Task requirements: Rewrite the items below as one numbered list, one line per number, and leave out the blank lines.

Items:
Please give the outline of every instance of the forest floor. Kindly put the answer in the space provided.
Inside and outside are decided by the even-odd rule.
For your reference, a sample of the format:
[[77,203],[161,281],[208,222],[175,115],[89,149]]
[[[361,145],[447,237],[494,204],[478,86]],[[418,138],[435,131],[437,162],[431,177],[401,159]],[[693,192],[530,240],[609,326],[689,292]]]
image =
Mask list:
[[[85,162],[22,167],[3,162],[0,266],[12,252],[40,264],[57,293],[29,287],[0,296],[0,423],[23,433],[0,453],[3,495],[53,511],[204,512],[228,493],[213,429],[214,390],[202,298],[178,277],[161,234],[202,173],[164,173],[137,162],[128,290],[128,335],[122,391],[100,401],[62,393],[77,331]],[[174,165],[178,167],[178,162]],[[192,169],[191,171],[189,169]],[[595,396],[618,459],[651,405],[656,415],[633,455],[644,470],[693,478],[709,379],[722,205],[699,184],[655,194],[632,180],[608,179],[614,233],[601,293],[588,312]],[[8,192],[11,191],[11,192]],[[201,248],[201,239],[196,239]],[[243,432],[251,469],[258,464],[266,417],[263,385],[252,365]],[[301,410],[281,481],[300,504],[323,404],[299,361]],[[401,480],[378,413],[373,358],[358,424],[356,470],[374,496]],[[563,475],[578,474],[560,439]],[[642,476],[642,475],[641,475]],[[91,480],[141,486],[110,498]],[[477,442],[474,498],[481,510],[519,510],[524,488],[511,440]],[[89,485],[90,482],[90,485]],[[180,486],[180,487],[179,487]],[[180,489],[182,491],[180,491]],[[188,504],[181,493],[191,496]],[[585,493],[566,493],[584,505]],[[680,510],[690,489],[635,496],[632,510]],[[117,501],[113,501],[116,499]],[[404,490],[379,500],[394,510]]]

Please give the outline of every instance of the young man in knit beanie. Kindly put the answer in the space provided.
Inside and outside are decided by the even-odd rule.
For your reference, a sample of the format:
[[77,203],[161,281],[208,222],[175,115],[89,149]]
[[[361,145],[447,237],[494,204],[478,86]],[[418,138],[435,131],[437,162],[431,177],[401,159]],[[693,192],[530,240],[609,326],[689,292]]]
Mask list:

Written response:
1. Please give the outline of every instance of the forest floor. Kindly put the answer in the space provided.
2. Inside and outside are decided by the even-odd rule.
3. For your reference, a sample of the format:
4. [[77,203],[161,281],[208,222],[175,115],[89,149]]
5. [[[361,145],[447,237],[494,204],[478,86]],[[418,138],[435,131],[437,162],[431,177],[401,159]],[[693,192],[530,240],[609,326],[689,292]]]
6. image =
7. Mask list:
8. [[[85,162],[22,167],[3,162],[0,266],[12,252],[40,264],[57,293],[29,287],[0,296],[0,423],[23,433],[0,453],[3,495],[53,511],[204,512],[228,493],[213,429],[214,390],[202,298],[178,277],[161,234],[202,173],[164,173],[137,162],[128,290],[128,335],[122,391],[100,401],[62,393],[77,331]],[[174,165],[178,167],[178,162]],[[192,169],[191,171],[189,169]],[[595,396],[618,459],[651,405],[656,415],[633,455],[644,470],[693,478],[709,379],[722,205],[699,184],[655,194],[632,180],[608,179],[614,233],[601,293],[588,312]],[[8,192],[11,191],[11,192]],[[201,248],[201,239],[196,239]],[[243,432],[251,469],[258,464],[266,417],[263,385],[252,365]],[[301,410],[281,481],[300,504],[323,404],[299,361]],[[401,480],[378,413],[373,358],[358,424],[356,470],[374,496]],[[563,475],[578,474],[560,439]],[[642,476],[642,475],[641,475]],[[91,480],[141,486],[110,498]],[[477,442],[474,498],[481,510],[519,510],[524,488],[511,440]],[[89,485],[90,482],[90,485]],[[180,486],[180,487],[179,487]],[[180,489],[182,491],[180,491]],[[188,504],[181,493],[191,496]],[[585,493],[566,493],[584,505]],[[680,510],[690,489],[635,496],[632,510]],[[117,501],[113,501],[116,499]],[[404,490],[379,500],[394,510]]]
9. Please give the outline of every instance of the young man in knit beanie. Kindly put the answer in the space provided.
10. Inside and outside are decided by the even-odd rule.
11. For your reference, a sample of the format:
12. [[77,203],[161,281],[208,222],[175,115],[89,149]]
13. [[[361,145],[447,237],[494,204],[478,86]],[[418,138],[435,131],[437,162],[431,177],[401,159]],[[693,192],[530,240],[609,326],[689,292]]]
14. Mask list:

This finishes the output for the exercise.